=== Information supplied ===

---*---

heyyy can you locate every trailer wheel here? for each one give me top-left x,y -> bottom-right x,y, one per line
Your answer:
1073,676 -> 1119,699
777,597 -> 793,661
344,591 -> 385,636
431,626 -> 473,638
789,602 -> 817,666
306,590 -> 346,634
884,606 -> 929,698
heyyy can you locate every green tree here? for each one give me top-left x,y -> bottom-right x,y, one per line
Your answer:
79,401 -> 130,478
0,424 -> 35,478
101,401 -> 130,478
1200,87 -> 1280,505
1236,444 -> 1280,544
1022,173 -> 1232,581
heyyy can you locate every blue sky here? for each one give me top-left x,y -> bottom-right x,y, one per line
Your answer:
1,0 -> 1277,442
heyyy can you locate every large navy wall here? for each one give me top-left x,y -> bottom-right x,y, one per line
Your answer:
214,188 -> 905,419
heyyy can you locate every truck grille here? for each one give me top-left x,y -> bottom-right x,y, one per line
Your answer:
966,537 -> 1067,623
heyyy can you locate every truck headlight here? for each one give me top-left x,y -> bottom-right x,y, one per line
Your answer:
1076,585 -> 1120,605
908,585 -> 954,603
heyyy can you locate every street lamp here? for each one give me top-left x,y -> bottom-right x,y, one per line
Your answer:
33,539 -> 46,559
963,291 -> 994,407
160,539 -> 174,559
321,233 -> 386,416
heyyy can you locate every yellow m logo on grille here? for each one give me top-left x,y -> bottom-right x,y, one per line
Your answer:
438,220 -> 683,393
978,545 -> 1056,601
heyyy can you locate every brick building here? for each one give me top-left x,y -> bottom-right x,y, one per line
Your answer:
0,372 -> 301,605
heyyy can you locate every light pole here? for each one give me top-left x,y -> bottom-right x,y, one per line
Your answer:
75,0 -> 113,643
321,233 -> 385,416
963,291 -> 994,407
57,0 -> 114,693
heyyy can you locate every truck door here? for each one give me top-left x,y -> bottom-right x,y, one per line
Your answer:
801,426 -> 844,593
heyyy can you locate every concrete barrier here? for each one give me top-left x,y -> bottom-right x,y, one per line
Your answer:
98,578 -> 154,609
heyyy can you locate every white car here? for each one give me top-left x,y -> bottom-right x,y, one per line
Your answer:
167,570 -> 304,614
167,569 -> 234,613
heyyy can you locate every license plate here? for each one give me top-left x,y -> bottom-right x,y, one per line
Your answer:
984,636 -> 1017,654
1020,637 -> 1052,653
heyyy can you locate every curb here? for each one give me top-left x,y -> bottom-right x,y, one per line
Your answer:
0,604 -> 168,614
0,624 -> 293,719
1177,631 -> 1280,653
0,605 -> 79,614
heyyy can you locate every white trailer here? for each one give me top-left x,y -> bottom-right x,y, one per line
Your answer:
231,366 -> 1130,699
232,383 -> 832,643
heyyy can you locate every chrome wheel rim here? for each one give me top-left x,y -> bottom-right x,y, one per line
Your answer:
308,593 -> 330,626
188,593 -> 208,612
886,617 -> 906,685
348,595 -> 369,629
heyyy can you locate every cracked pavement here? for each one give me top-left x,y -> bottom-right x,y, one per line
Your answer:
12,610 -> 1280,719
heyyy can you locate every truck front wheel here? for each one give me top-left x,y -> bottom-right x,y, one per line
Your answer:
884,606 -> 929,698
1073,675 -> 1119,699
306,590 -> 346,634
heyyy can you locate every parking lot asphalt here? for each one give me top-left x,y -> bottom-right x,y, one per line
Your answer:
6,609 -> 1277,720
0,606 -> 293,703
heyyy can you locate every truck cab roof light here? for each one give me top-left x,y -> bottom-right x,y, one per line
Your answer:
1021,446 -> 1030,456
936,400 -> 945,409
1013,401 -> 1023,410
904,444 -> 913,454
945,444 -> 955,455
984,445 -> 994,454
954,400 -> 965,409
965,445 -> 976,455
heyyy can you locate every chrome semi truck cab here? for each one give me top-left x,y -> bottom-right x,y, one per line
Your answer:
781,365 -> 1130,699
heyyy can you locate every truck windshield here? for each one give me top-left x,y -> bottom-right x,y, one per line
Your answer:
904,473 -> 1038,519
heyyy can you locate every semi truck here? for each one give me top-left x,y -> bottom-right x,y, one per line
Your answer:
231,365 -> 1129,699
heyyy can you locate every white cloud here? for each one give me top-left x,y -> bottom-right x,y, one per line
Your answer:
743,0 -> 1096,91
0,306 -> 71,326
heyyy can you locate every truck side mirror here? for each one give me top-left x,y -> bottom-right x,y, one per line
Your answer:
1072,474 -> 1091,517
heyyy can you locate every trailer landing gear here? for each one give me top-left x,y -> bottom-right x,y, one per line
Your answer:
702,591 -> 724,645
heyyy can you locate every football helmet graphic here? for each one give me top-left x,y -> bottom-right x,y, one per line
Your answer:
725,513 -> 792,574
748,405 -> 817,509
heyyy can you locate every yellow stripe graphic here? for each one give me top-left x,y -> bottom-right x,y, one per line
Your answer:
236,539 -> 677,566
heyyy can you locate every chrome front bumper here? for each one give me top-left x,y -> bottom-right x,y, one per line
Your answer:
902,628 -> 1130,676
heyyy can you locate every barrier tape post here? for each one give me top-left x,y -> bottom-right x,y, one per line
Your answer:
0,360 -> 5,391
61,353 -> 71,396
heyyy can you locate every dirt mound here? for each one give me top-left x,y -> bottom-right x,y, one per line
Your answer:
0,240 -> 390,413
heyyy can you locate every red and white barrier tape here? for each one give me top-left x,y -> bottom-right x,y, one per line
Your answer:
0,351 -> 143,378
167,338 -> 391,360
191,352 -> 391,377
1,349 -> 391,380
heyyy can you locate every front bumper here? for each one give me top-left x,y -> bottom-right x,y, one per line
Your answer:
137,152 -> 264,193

---*---

The data above should be returned exactly as written.

=== Reply ===
heyyy can you locate every trailer wheel here? for each one give me top-left x,y -> bottom-right x,y, one per line
Your answer:
1073,676 -> 1119,699
777,597 -> 793,661
344,591 -> 385,636
431,626 -> 473,638
789,602 -> 817,666
306,590 -> 346,634
884,606 -> 929,698
heyyy can you locate every green tree here? for each one give me top-left x,y -> bottom-right x,y, one per line
Your answer:
79,401 -> 130,478
0,424 -> 35,478
101,401 -> 130,478
1200,87 -> 1280,505
1236,444 -> 1280,544
1022,173 -> 1232,581
heyyy can you locate every blue sky here? for each one give me top-left x,y -> bottom-right x,y, one per line
Your answer:
1,0 -> 1277,442
heyyy can you locate every large navy wall here? for each one give me top-left x,y -> bottom-right x,y, one per line
Your answer:
214,188 -> 905,419
heyyy can you locate every truck grille here? for each one give me top-left x,y -> bottom-right x,y, one per line
Your answer:
966,537 -> 1067,623
heyyy can you locate every truck headlight here? for each one give me top-left x,y -> bottom-right x,y, one per line
Your answer:
1076,585 -> 1120,605
908,585 -> 954,603
heyyy can you locate every street lamp here? for each one give me top-left x,y -> bottom-right x,y, one per line
Your answer:
33,539 -> 46,559
963,291 -> 994,407
160,539 -> 174,559
321,233 -> 386,416
heyyy can you locate every yellow m logo on grille here? for each one give me top-left x,y -> bottom-right x,y, one per line
Your answer:
438,220 -> 683,393
978,545 -> 1056,601
heyyy can you locate every brick building here? for each one give me top-left x,y -> bottom-right x,y, one per line
Your answer:
0,372 -> 301,605
heyyy can you locate every light pole here? for each one give me top-left x,y -> bottom-right x,y, one per line
Your answer:
75,0 -> 113,643
321,233 -> 385,416
963,291 -> 994,407
57,0 -> 114,693
heyyy can you locate every truck door here? for each one give me top-left x,y -> bottom-right x,y, one per line
Your answer:
801,426 -> 844,593
heyyy can you locate every concrete barrier here? for each one give me top-left x,y -> bottom-right x,y, one per line
Your answer:
98,578 -> 154,609
heyyy can you locate every white car here? for each one give me top-left x,y -> bottom-right x,y, one per line
Your answer:
167,570 -> 304,614
167,569 -> 234,613
heyyy can you locate every license plate here? for each one give me top-left x,y -> bottom-right x,y, one per line
Your answer:
984,636 -> 1017,654
1020,637 -> 1052,653
heyyy can you locate every curb here? for each one give me top-left x,y -> bottom-right x,y, one per line
Your answer:
0,604 -> 168,614
0,624 -> 293,719
1177,631 -> 1280,653
0,605 -> 79,614
heyyy can you locate every white trailer here? for each one give me top-left x,y -> bottom-right x,y, one per line
Your answer:
231,366 -> 1130,699
232,383 -> 832,643
heyyy can you locate every chrome wheel rim here? for each one give me top-left x,y -> bottom-right x,y, one per line
Your answer:
308,593 -> 330,626
188,593 -> 208,612
886,617 -> 906,685
348,595 -> 369,629
heyyy can you locate every cracked pavement here? for each one give me top-left x,y -> bottom-right x,y, one per line
Your answer:
12,610 -> 1280,719
heyyy can you locate every truck front wheel here? for each one give me top-left x,y -> bottom-right x,y, one per line
Your answer:
884,606 -> 929,698
1073,675 -> 1119,699
306,590 -> 346,634
heyyy can you locate every parking lot asphalt here? for each one give me top-left x,y -> bottom-right x,y, one per line
Your answer:
6,609 -> 1277,720
0,606 -> 293,703
heyyy can you locate every truck cab roof light here? for each one give me top-left x,y -> bottom-right x,y, one per line
Your answer:
1021,446 -> 1030,456
936,400 -> 945,409
1013,401 -> 1023,410
904,444 -> 913,454
945,444 -> 955,455
984,445 -> 994,454
954,400 -> 965,409
965,445 -> 976,455
heyyy can you locate every chrome semi truck cab here? for each one give me top-left x,y -> bottom-right x,y, one per line
Your answer:
781,365 -> 1130,699
heyyy can you locate every truck windshield here? for each one give me top-left x,y -> bottom-right x,y, one per line
Your answer:
904,473 -> 1038,519
heyyy can you locate every semi truck here? for each one give me top-left x,y -> bottom-right x,y, one per line
Your answer:
231,365 -> 1129,699
heyyy can you locate every white cloud here? for each one give me top-left x,y -> bottom-right x,y, one per line
Your answer:
743,0 -> 1096,91
0,306 -> 71,326
heyyy can you locate every truck side mirror here? for each one give me top-left x,y -> bottom-right x,y, one per line
Your answer:
1072,474 -> 1091,517
heyyy can you locate every trailer landing gear here? for each one give me top-left x,y -> bottom-right x,y, one per line
Your answer:
702,591 -> 724,645
heyyy can you locate every football helmet graphic here? for each one give me top-left x,y -> bottom-right x,y, one per line
Your answer:
725,513 -> 792,574
748,405 -> 817,509
heyyy can you locate every yellow stripe graphic here? for each one give me top-left x,y -> bottom-right x,y, one per line
Your answer:
236,539 -> 677,566
heyyy can you locate every chrome front bumper here? for each one give me top-left x,y -> bottom-right x,y, one per line
Your answer:
902,628 -> 1130,676
heyyy can you locate every barrier tape post here? for each one give me top-left x,y -> bottom-right x,y, one per line
Your answer:
0,360 -> 5,391
61,353 -> 71,396
heyyy can you locate every dirt mound here? for each one give me top-left x,y -> bottom-right x,y, one per line
Your answer:
0,240 -> 390,413
heyyy can you locate every red and white barrier tape here? for each one give me top-left x,y -> bottom-right x,y, one per line
Your answer:
0,351 -> 143,378
167,338 -> 391,360
191,352 -> 391,377
1,349 -> 391,380
heyyy can you locate every front bumper here? for each one give me top-left x,y -> bottom-right x,y, one per line
Your answer:
137,152 -> 264,193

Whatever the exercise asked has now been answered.